PROMPT:
Could you return all of the entries below exactly, minus the pictures?

DATASET RECORDS:
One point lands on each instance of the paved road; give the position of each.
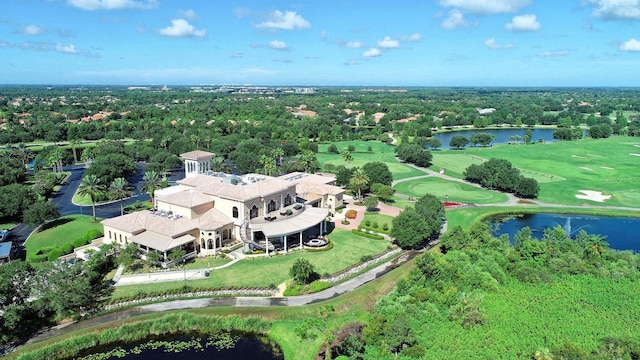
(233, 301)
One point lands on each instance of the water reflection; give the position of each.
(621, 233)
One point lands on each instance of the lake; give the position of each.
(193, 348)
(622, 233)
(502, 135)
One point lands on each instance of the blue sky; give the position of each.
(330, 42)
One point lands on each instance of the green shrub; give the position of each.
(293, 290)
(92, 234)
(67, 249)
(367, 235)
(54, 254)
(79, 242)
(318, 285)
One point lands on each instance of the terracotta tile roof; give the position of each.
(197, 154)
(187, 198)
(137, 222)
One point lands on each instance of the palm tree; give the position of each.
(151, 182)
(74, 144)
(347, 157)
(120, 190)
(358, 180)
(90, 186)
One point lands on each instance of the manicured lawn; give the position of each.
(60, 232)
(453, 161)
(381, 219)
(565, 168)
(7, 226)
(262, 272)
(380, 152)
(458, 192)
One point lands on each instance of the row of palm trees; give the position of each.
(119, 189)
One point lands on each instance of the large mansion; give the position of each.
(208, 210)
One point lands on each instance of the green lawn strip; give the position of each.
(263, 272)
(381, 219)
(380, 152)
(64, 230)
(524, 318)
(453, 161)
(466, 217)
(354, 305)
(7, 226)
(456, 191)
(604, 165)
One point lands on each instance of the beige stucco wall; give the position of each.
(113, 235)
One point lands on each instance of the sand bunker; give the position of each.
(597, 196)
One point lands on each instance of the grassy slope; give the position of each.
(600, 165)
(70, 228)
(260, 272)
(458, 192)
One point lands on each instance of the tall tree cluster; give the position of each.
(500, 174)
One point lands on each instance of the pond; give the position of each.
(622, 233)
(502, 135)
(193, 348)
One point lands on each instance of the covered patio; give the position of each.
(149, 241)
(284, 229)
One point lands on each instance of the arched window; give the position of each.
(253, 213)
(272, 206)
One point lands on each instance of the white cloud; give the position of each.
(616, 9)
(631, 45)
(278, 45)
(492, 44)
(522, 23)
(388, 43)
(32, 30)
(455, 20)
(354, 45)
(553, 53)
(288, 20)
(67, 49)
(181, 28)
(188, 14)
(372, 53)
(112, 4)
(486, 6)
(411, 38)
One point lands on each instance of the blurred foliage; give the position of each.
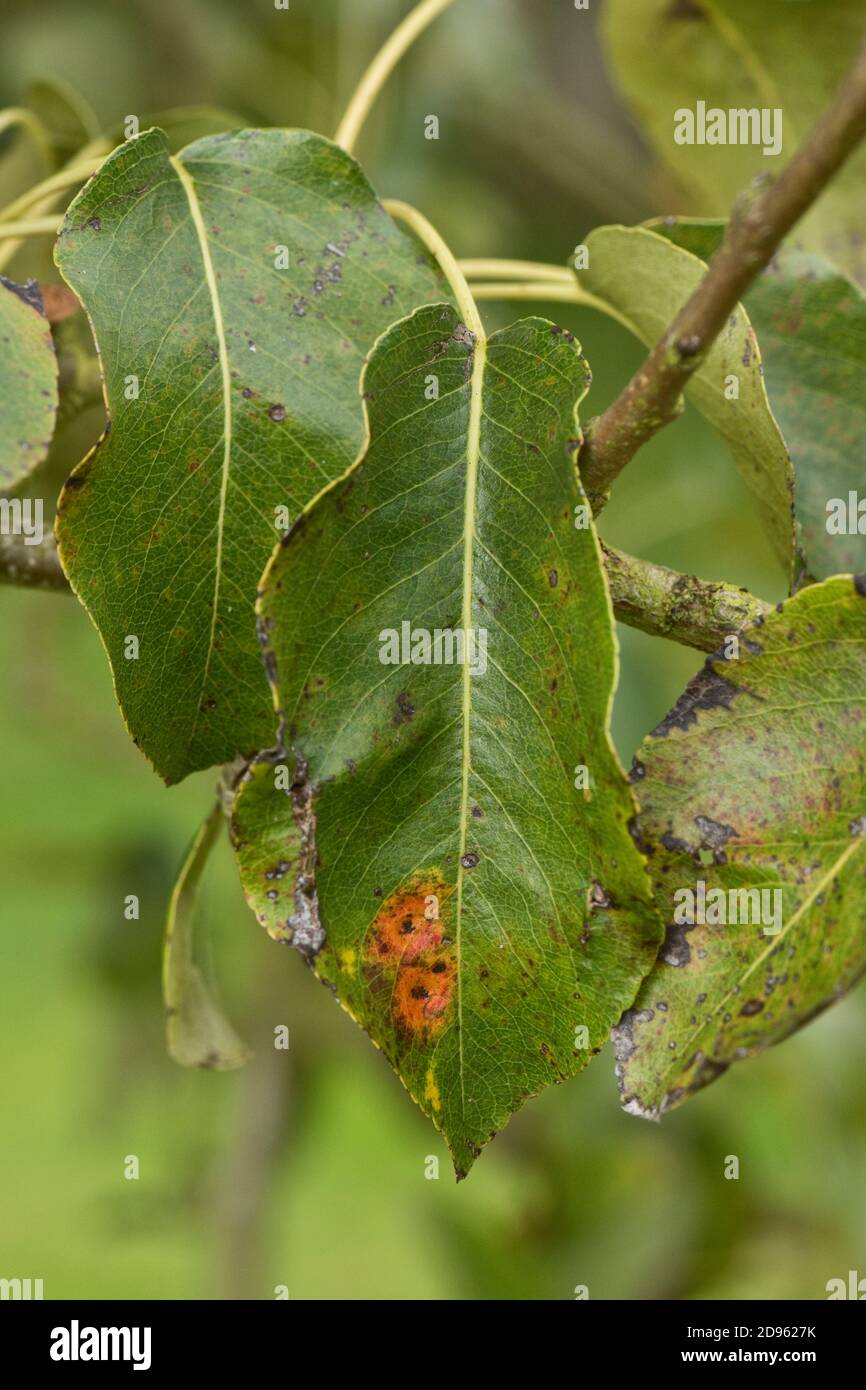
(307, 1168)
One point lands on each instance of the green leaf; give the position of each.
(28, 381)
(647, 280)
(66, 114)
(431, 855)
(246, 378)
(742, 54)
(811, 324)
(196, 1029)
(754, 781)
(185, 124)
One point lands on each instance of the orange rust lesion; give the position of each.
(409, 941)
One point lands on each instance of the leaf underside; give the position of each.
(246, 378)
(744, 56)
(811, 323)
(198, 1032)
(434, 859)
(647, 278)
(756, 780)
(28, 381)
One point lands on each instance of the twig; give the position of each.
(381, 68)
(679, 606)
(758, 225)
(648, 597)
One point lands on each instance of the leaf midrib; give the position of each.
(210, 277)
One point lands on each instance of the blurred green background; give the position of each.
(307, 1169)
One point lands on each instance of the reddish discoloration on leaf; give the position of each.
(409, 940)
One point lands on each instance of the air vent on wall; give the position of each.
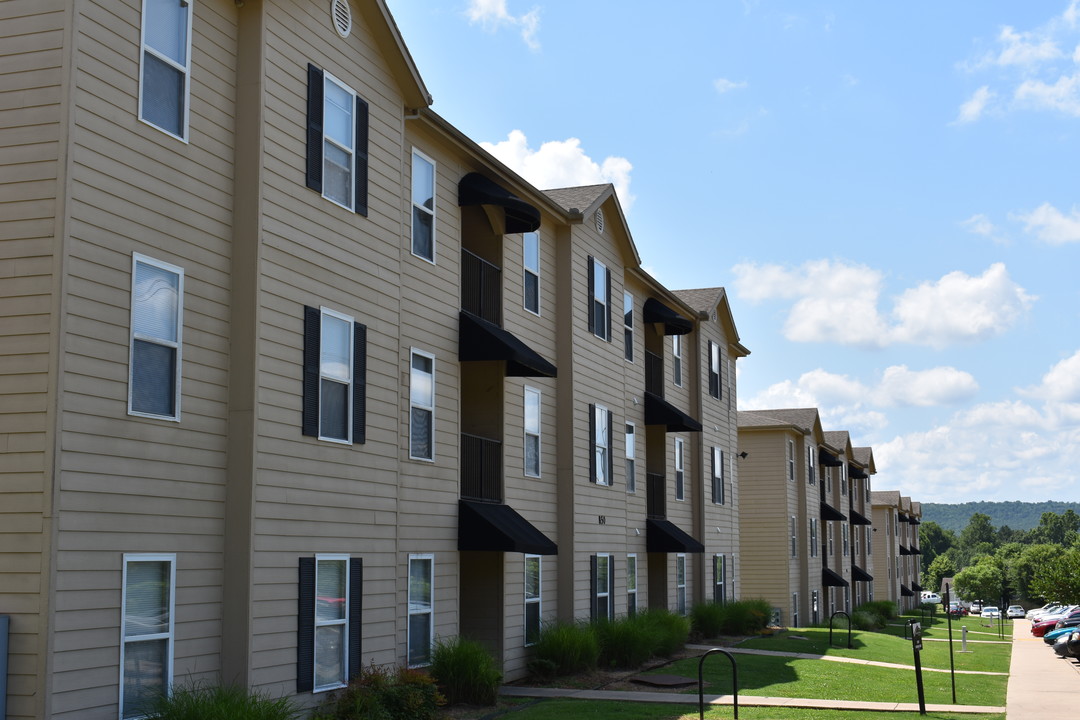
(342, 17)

SOLUTION TO THIS TASK:
One point lands on each instance of the paved road; give the position of each.
(233, 301)
One point lands on each instance of the water reflection; give the position of each.
(621, 233)
One point lands on each instance of the lake; give the position of each.
(193, 348)
(622, 233)
(502, 135)
One point lands on each instance of the blue sky; give the position of each.
(330, 42)
One point lands on each instance of the green shrub; give the position of each.
(293, 290)
(92, 234)
(67, 249)
(367, 235)
(54, 254)
(79, 242)
(318, 285)
One point lands on each instance of the terracotta tile roof; give the position of each.
(197, 154)
(187, 198)
(137, 222)
One point lands on each instance of the palm tree; give the position of each.
(151, 182)
(74, 144)
(347, 157)
(120, 190)
(358, 180)
(90, 186)
One point lands on each instance of the manicured lawn; give the position of each.
(60, 232)
(453, 161)
(381, 219)
(565, 168)
(7, 226)
(262, 272)
(380, 152)
(458, 192)
One point lands on each instance of the row of palm trees; give the position of each.
(119, 189)
One point lands on each instance of the large mansion; give the position of each.
(208, 210)
One point lands on each instance of the green lawn strip; give the position of each.
(263, 272)
(381, 219)
(380, 152)
(64, 230)
(524, 318)
(453, 161)
(466, 217)
(354, 305)
(7, 226)
(456, 191)
(604, 165)
One point lands on each instance of the beige stucco wall; give the position of each.
(113, 235)
One point lands on each instance of the sand bunker; give the position of each.
(597, 196)
One point lands on each instance of the grassy slope; give the position of each.
(600, 165)
(70, 228)
(260, 272)
(458, 192)
One point lands on each instance of the tall tree cluster; give the position of each.
(500, 174)
One point lands on each instance of the pond; give the position of each.
(622, 233)
(502, 135)
(193, 348)
One point lands on each instance of the covered patio; give the position of each.
(149, 241)
(284, 229)
One point lands on each instance of the arched window; give the position of each.
(253, 213)
(272, 206)
One point lands on each instance of the white cloud; give the position of each.
(616, 9)
(631, 45)
(278, 45)
(492, 44)
(522, 23)
(388, 43)
(32, 30)
(455, 20)
(354, 45)
(553, 53)
(288, 20)
(67, 49)
(181, 28)
(188, 14)
(372, 53)
(112, 4)
(486, 6)
(411, 38)
One point lands on each instance of the blurred foliage; give the position of each.
(307, 1168)
One point lands on each instance of the green leaf; give the position of each.
(28, 381)
(647, 280)
(66, 114)
(431, 855)
(246, 378)
(742, 54)
(811, 324)
(196, 1029)
(754, 781)
(185, 124)
One point lands on each instance of the orange rust lesion; give the position of each.
(409, 941)
One point lands on each instance of the leaf underside; give the position of each.
(246, 378)
(744, 56)
(811, 323)
(198, 1032)
(434, 859)
(647, 278)
(756, 780)
(28, 381)
One point lands on each instance of the twig; give the position of each.
(381, 68)
(679, 606)
(758, 225)
(648, 597)
One point lands on each instance of the leaf midrib; give the position of each.
(210, 277)
One point lands on each instance of the blurred green background; give the position of each.
(307, 1169)
One point lands on each instance of the reddish discoloration on leaf; give the position of each.
(409, 940)
One point lands on each instance of the air vent on wall; give the position of each.
(342, 17)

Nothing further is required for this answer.